Will you restate verbatim the lines running from the line with "Put a dot on the red notice" to the end of the data, leaving out everything else?

Location identification items:
__________
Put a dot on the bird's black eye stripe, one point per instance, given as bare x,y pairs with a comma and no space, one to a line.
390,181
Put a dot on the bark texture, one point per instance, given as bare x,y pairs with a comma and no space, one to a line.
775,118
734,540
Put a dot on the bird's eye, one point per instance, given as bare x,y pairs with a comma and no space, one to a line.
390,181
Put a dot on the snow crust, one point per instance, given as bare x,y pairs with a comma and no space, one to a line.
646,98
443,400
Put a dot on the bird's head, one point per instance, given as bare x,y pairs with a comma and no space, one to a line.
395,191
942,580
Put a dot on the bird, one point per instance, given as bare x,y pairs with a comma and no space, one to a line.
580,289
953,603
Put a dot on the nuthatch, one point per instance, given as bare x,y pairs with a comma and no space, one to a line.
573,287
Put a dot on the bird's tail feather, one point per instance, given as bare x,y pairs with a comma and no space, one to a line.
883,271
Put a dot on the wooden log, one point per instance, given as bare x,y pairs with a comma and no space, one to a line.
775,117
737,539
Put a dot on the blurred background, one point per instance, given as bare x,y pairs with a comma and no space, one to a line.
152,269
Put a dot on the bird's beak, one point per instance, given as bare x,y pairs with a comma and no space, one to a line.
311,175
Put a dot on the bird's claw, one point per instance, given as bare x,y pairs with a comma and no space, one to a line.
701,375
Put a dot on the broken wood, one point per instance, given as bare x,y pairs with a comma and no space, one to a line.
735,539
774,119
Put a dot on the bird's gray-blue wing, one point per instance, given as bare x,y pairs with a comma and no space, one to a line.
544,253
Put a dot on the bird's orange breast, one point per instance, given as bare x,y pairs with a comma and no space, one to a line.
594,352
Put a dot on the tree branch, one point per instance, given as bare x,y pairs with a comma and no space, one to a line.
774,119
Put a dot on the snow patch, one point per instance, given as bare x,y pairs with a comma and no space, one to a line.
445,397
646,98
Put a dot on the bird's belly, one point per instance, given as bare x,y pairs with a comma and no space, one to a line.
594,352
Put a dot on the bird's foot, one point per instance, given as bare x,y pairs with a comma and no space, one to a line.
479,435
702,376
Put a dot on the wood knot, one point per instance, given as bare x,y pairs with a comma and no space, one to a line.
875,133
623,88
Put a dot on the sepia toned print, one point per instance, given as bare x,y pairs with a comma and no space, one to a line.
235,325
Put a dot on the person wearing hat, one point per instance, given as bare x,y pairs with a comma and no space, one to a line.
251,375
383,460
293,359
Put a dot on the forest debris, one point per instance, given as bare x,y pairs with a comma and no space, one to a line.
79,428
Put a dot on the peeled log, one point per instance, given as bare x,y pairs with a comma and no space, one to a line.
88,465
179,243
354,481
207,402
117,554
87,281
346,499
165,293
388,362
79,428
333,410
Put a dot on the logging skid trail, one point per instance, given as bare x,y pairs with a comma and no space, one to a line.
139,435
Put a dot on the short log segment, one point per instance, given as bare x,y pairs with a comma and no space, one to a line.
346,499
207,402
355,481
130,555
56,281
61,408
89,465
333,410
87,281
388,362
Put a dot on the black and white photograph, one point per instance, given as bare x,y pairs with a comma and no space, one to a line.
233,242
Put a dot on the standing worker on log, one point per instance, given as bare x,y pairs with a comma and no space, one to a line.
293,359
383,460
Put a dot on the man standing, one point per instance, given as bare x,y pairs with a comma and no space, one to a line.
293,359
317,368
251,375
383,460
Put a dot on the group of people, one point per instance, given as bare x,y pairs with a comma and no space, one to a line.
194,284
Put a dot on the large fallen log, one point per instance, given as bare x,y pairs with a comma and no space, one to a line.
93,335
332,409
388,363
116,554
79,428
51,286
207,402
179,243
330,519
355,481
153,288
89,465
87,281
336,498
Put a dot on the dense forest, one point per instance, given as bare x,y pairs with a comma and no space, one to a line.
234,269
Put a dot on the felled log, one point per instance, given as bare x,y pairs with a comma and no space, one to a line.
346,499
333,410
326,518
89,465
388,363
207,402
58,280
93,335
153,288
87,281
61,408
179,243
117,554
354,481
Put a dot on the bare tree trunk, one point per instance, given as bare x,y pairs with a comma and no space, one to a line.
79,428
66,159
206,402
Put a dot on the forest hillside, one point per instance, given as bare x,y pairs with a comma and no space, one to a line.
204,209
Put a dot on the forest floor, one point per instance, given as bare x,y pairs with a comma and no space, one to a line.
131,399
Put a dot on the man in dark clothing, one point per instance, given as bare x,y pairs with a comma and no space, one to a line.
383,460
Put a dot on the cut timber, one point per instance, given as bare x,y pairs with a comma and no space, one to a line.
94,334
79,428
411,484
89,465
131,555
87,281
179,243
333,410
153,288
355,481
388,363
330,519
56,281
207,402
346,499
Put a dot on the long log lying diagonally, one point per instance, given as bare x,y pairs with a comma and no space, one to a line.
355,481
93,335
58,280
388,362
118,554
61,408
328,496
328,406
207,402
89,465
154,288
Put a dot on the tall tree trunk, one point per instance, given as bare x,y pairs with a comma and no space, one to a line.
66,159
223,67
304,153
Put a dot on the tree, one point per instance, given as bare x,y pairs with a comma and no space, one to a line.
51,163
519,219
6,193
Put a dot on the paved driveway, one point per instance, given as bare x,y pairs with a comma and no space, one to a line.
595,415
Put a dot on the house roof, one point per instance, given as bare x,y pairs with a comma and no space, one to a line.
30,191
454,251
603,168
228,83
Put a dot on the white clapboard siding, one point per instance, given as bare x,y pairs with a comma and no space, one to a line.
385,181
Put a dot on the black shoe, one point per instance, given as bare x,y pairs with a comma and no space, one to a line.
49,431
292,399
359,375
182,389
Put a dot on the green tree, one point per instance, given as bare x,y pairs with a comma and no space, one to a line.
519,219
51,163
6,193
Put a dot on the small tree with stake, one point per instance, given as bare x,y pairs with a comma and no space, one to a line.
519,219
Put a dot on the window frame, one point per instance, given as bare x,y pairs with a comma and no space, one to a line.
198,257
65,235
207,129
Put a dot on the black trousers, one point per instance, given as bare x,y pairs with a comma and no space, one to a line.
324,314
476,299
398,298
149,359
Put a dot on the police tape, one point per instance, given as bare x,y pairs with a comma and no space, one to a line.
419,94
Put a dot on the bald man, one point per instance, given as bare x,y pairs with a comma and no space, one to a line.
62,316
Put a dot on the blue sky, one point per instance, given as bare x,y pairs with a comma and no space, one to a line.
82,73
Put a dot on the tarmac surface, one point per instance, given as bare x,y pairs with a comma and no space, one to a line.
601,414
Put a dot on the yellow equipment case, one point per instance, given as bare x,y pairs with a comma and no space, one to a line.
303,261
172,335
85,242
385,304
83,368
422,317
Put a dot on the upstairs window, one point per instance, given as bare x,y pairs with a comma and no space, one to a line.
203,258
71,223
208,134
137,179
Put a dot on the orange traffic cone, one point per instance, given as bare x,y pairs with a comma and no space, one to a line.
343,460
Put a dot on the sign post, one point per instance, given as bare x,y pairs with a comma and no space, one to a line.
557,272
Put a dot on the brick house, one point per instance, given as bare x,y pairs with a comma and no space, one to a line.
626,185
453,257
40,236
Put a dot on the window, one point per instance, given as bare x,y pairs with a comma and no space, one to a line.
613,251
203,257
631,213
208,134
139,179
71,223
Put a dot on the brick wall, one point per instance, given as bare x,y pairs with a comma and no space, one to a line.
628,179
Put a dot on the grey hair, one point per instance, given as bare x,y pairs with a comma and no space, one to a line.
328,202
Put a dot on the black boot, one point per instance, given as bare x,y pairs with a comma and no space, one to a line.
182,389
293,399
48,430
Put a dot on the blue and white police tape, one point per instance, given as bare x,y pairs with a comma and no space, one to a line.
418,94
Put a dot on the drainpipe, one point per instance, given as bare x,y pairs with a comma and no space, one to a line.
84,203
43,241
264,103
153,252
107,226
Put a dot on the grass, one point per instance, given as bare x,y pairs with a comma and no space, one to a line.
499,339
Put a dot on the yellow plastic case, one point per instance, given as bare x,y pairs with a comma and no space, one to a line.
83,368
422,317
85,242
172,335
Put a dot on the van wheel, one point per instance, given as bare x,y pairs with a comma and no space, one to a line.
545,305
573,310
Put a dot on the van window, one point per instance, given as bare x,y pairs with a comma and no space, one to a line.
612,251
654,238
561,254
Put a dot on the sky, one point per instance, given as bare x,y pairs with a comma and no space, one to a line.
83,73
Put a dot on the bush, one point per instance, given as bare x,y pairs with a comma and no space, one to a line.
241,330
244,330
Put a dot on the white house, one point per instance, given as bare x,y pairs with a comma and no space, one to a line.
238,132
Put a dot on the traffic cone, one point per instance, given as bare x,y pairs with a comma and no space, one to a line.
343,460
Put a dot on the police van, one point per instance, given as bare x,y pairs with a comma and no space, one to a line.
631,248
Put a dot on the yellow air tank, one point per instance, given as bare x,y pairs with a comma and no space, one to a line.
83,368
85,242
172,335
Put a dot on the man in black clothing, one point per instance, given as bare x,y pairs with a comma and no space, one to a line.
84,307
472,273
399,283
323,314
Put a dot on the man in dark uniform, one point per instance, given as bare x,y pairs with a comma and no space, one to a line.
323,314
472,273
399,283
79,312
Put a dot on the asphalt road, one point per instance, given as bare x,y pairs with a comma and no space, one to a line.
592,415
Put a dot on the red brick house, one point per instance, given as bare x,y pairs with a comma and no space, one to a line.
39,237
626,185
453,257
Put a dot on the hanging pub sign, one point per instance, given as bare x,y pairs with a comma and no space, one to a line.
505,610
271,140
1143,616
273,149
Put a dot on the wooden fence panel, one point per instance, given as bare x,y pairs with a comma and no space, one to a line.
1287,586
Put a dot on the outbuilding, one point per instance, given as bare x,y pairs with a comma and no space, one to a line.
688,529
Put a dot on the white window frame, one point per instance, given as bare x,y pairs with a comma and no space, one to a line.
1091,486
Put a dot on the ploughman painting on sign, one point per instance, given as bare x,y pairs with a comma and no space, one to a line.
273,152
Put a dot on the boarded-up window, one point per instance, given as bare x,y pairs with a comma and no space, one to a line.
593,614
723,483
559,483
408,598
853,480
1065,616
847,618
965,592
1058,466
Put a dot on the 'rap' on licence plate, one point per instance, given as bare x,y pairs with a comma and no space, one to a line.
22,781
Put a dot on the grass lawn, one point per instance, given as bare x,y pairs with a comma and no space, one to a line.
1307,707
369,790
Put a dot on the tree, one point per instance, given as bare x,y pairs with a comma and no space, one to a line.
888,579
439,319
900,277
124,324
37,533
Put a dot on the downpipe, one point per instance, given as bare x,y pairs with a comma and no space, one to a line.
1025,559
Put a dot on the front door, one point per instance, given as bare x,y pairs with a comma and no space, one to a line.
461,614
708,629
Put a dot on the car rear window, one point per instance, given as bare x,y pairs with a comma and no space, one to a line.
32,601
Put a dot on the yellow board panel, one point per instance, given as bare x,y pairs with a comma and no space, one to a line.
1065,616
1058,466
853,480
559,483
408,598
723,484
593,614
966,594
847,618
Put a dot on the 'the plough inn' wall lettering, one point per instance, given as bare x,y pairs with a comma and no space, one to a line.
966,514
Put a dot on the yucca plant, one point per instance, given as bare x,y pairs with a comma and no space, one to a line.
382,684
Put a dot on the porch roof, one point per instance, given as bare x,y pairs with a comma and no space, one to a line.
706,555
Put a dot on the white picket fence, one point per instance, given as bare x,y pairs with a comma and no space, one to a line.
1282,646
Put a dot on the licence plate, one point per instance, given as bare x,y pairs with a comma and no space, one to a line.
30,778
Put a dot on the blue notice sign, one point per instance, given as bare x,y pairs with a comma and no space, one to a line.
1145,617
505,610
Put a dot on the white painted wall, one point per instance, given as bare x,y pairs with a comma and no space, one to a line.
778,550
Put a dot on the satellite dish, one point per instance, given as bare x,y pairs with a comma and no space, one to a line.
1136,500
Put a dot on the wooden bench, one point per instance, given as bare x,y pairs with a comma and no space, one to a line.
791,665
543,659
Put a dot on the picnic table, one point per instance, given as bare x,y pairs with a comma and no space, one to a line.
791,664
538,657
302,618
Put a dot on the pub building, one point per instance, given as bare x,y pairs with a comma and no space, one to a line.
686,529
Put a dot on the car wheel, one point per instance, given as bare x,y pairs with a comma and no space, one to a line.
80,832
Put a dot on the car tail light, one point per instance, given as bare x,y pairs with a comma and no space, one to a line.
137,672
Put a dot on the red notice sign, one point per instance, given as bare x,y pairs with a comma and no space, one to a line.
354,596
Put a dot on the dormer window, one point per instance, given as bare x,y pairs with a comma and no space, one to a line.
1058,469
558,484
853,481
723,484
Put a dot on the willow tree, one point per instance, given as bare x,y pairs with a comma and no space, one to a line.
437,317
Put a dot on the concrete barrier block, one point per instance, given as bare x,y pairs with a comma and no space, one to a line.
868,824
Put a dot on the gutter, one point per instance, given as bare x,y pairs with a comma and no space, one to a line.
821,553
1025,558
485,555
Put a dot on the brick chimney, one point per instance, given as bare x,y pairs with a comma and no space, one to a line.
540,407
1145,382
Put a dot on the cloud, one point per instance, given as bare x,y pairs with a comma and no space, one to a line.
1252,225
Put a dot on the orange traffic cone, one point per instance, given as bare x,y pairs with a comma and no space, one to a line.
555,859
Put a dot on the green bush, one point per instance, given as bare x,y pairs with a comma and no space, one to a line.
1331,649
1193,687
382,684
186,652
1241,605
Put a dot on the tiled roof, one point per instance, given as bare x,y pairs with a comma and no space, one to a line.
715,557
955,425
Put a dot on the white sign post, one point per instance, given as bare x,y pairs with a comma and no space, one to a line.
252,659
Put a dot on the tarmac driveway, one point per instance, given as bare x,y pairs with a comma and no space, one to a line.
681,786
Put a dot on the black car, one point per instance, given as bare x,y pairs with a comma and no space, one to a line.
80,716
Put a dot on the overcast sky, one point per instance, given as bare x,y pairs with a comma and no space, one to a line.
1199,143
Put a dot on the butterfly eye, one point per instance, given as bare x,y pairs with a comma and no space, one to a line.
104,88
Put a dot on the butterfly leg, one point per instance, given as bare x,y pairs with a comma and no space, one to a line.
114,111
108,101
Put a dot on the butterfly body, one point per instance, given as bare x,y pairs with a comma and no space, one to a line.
__________
Expected output:
Put a dot on the red notice sign, one point per instance, given as bare x,y pairs with a comma and no space, one to a line.
354,596
Put a dot on the dormer window, one point per instance, given as bare x,y pairs with a comma and no space, one to a line.
1058,469
558,484
853,481
723,484
Put a dot on the willow tree, one point per instance, given as bare x,y pairs with a comma and no space, one to a line.
437,317
Put a dot on the concrete barrier block, one point per instance, given as bare x,y pairs with a comma and no space, one to a line.
868,824
Put a dot on the gutter, one point per instance, given as bare x,y pairs with a comma and no space, one to a line.
821,553
1025,558
485,555
Put a dot on the brick chimney, one point per instance, given as bare x,y pairs with a comma and no space, one to a line.
540,407
1145,382
Put a dot on the cloud, one point per instance, given as bare x,y pairs with a comma and no space, one to a line.
1252,225
Put a dot on the orange traffic cone, one point per instance, given as bare x,y pairs with a comma and no space, one to a line.
555,859
Put a dot on the green bush, one point per instance, given as bare x,y pairs with a comma and no space, one to a line.
1331,649
1193,687
382,684
186,652
1241,605
Put a dot on the tiled roof, one point per instance, given as bare x,y pairs with a comma and no space, one to a line.
715,557
955,425
Put a dot on the white sign post, one point per instance, given as bare x,y pairs with a comma and no space, one to a line.
252,659
Put a dot on the tarmac driveway, one point per instance, given as bare x,y pairs with a comma and no space, one to a line.
681,786
Put a dot on the black car, one point per instance, given as bare x,y pairs with a comma and no space, one to a line.
80,716
Put a dot on the overcast sky, one point per instance, given as bare x,y pairs with a comma and no space, one to a line.
1199,143
Put a dot on the butterfly eye, one point per instance, given as bare x,y pairs with a comma and no space, one to a line.
104,88
Put a dot on the butterfly leg, one point per instance, given as bare x,y pairs with a comma and no space, one to a line.
114,111
108,101
Put a dot on the butterfly body, one point per instance, given as bare x,y pairs with a comma and no space, one to a line.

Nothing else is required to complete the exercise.